Aber: Es sei wichtig, nicht die indirekten Todesfälle zu vergessen, etwa Infarktpatienten, die sich aus Angst vor Ansteckung nicht in Praxen und Kliniken trauten. „Die Gesamtzahl der indirekten Toten werden wir erst Jahre später beziffern können, wenn sämtliche Spätfolgen der Pandemie abschätzbar sind.“

Welche Länder haben die meisten Corona-Toten?

An der Spitze liegen die USA mit aktuell knapp 203.000 Todesfällen. Dahinter liegen Brasilien (140.000), Indien (92.000), Mexiko (75.000), Großbritannien (42.000) und Italien (36.000). Die absolute Zahl der Corona-Opfer ist in den USA damit die höchste.

In der Wissenschaft wird jedoch oft die Sterberate je 100.000 Einwohner herangezogen. Danach starben in Peru laut Johns Hopkins-Universität 99 Menschen pro 100.000 Einwohner, in Bolivien 68, in Brasilien und Spanien je fast 67, in den USA 62 Menschen und in Schweden 58. In Deutschland sind statistisch gesehen pro 100.000 Einwohnern bislang 11 Menschen gestorben.

→ **Bereitgestellte Daten**:
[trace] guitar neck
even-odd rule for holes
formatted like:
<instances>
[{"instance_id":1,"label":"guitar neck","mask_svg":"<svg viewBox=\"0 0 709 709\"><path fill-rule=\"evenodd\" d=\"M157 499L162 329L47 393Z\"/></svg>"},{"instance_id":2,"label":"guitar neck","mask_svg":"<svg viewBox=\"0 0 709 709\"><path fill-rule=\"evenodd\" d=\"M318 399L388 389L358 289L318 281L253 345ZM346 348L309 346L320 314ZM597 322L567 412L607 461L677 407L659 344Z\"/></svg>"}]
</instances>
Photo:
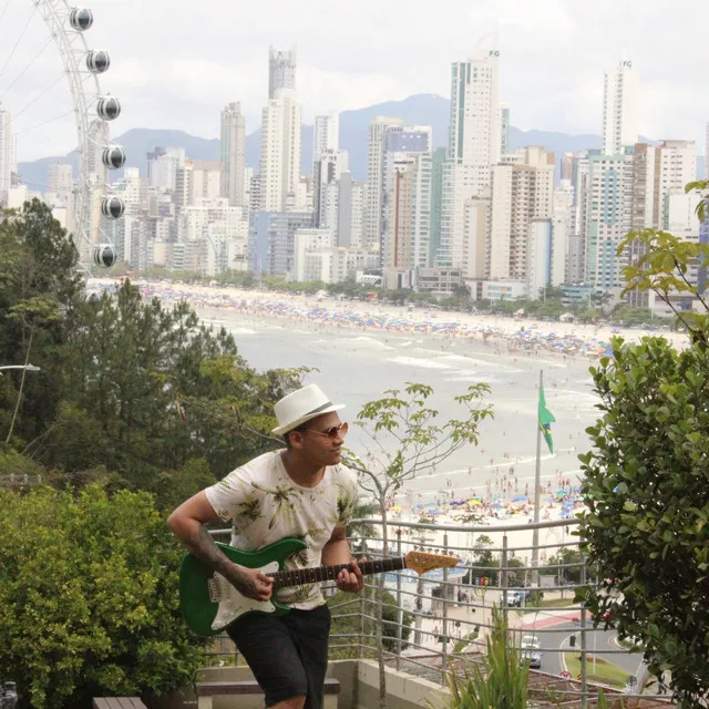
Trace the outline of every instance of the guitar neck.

→ **Aufgabe 1**: Nenne alle Länder, für die der Lesetext über die Corona-Toten eine absolute Zahl an Todesfällen angibt, und gib zu jedem diese Zahl an.
→ **Aufgabe 2**: Führe den Lesetext über die Corona-Todesfälle nach seinem letzten Satz fort.

→ **Antwort 1**:
- USA: knapp 203.000
- Brasilien: 140.000
- Indien: 92.000
- Mexiko: 75.000
- Großbritannien: 42.000
- Italien: 36.000

→ **Antwort 2**:
Warum kommt Afrika vergleichsweise gut durch die Corona-Krise?

Bis auf Südafrika, das bislang nach Zahlen der Johns Hopkins-Universität 16.283 Covid 19-Tote zu beklagen hat, ist der afrikanische Kontinent weniger stark von Corona betroffen. Dies liege daran, dass viele Länder Erfahrung im Umgang mit Seuchen hätten und frühzeitig Reisebeschränkungen, Ausgangssperren und Schulschließungen durchsetzten, sagt Susanne Anger, Sprecherin der Hilfsorganisation „Gemeinsam für Afrika“.

Ein weiterer Faktor sei das niedrige Durchschnittsalter. „Mehr als 60 Prozent der Bevölkerung Afrikas ist in einem Alter unter 25 Jahren“, sie gehörten damit nicht zur Risikogruppe. Allerdings werde weniger getestet. Es sei von einer hohen Dunkelziffer auszugehen.

Wie viele Menschen sterben an anderen Krankheiten?

Selbst wenn die Dramatik der Corona-Krise derzeit weltweit im Fokus steht, so ist die Pandemie für einige weniger entwickelte Staaten beileibe nicht die größte Gesundheitsgefahr. Die WHO befürchtet vielmehr, dass es in den ärmsten Ländern als Folge von Corona zu einem starken Anstieg der Todesfälle bei Malaria, HIV und Tuberkulose kommt.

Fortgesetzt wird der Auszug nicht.